Rewrite the material as a Markdown table with the columns Row and Line, starting at the line that contains "Mark every instance of the person wearing beanie" and ending at the line that contains "Target: person wearing beanie". Number each row, include only those lines, and leave out blank lines.

DATA SUPPLIED:
------------------------------------------------

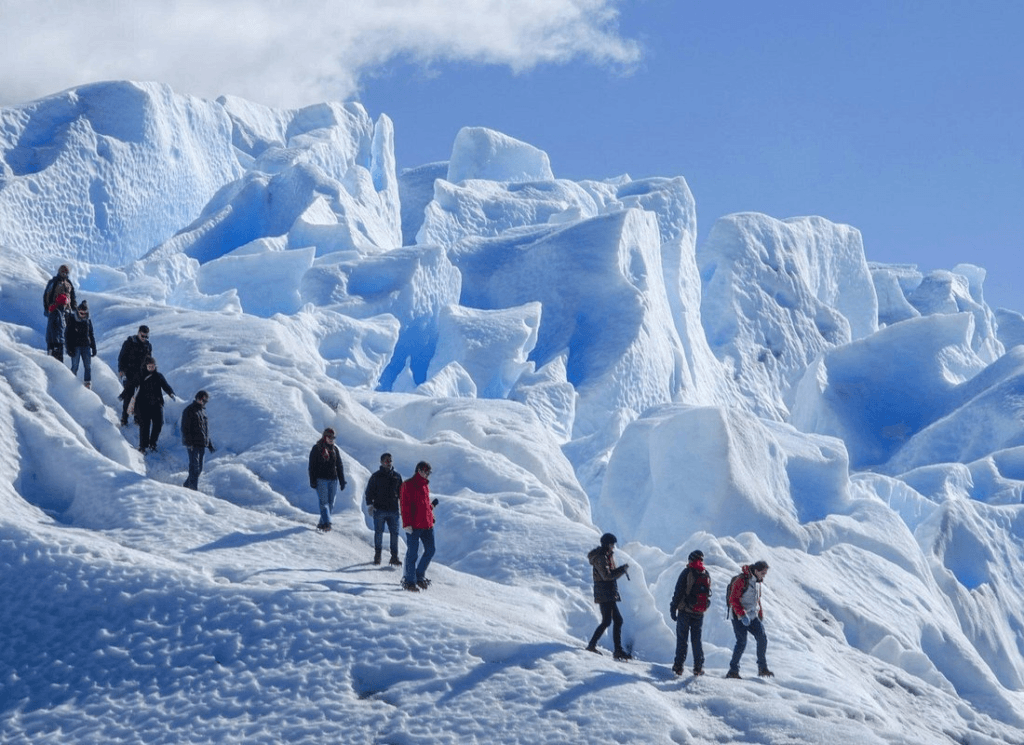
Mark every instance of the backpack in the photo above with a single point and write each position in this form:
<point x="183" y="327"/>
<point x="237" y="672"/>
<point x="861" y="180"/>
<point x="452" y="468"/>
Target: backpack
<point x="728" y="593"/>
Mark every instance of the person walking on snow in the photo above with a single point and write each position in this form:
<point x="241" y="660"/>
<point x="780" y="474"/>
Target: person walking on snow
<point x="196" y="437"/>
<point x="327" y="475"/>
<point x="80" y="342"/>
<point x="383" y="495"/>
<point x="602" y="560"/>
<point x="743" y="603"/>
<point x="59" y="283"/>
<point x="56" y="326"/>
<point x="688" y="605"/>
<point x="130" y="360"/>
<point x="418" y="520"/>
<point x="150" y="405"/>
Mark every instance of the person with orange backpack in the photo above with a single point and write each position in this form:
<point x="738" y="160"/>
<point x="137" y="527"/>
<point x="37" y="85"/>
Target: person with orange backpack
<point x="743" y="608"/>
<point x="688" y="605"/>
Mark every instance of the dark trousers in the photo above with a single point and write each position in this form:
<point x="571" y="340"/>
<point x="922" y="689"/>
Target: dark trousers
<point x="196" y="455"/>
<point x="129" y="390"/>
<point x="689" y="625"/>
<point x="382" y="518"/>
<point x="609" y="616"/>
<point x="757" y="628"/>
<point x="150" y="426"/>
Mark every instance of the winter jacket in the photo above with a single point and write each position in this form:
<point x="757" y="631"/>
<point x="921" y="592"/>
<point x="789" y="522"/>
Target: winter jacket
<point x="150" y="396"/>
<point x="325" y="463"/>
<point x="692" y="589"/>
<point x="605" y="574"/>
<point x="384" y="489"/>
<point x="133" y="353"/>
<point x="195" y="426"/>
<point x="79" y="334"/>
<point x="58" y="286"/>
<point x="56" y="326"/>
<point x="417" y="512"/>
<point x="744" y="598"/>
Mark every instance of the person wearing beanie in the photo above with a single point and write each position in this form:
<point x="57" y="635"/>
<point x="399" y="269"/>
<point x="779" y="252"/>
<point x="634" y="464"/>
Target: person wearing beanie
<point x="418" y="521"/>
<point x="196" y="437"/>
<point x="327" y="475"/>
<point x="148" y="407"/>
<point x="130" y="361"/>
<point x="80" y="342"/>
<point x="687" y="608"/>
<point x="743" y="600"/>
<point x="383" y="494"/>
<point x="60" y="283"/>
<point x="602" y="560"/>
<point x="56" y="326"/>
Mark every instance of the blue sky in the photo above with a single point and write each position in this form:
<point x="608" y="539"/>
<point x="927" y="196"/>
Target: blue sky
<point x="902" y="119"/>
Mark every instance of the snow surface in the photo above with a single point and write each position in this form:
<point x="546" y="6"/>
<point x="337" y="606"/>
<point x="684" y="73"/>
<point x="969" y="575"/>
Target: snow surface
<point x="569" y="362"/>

------------------------------------------------

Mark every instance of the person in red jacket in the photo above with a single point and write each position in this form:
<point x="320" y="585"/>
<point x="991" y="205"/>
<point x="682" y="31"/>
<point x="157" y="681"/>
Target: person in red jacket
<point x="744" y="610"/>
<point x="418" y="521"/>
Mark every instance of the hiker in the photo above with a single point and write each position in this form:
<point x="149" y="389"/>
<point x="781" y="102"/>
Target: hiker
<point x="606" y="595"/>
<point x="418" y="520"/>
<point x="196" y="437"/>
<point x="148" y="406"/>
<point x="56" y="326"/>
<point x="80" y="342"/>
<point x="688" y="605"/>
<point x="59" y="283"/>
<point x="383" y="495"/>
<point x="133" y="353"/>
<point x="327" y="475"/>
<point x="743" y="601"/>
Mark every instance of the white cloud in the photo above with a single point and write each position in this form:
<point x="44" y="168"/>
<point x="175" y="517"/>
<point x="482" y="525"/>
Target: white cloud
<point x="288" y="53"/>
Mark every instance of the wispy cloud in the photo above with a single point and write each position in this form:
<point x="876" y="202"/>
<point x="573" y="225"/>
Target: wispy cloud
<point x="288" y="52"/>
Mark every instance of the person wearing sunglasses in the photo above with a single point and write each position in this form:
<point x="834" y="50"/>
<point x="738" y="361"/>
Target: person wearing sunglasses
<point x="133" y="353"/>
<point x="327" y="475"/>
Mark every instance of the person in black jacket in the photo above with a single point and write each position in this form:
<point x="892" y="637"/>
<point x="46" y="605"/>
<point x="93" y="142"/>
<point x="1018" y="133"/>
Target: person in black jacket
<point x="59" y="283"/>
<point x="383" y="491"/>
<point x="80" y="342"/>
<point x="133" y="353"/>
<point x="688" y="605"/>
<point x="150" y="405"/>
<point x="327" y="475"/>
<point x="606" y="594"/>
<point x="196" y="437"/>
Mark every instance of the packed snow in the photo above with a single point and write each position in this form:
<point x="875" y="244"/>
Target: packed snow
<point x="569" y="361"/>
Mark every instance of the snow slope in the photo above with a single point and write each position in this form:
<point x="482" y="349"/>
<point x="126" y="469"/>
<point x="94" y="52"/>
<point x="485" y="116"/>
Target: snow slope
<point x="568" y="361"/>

------------------------------------------------

RESPONSE TO THIS EXERCISE:
| Row | Line |
|---|---|
| 1 | Mark every instance of the person wearing beanie in the photo above with a single point and write each position in this form: |
| 2 | <point x="57" y="635"/> |
| 3 | <point x="399" y="269"/> |
| 4 | <point x="779" y="252"/> |
| 5 | <point x="634" y="464"/> |
| 6 | Target: person wearing beanie |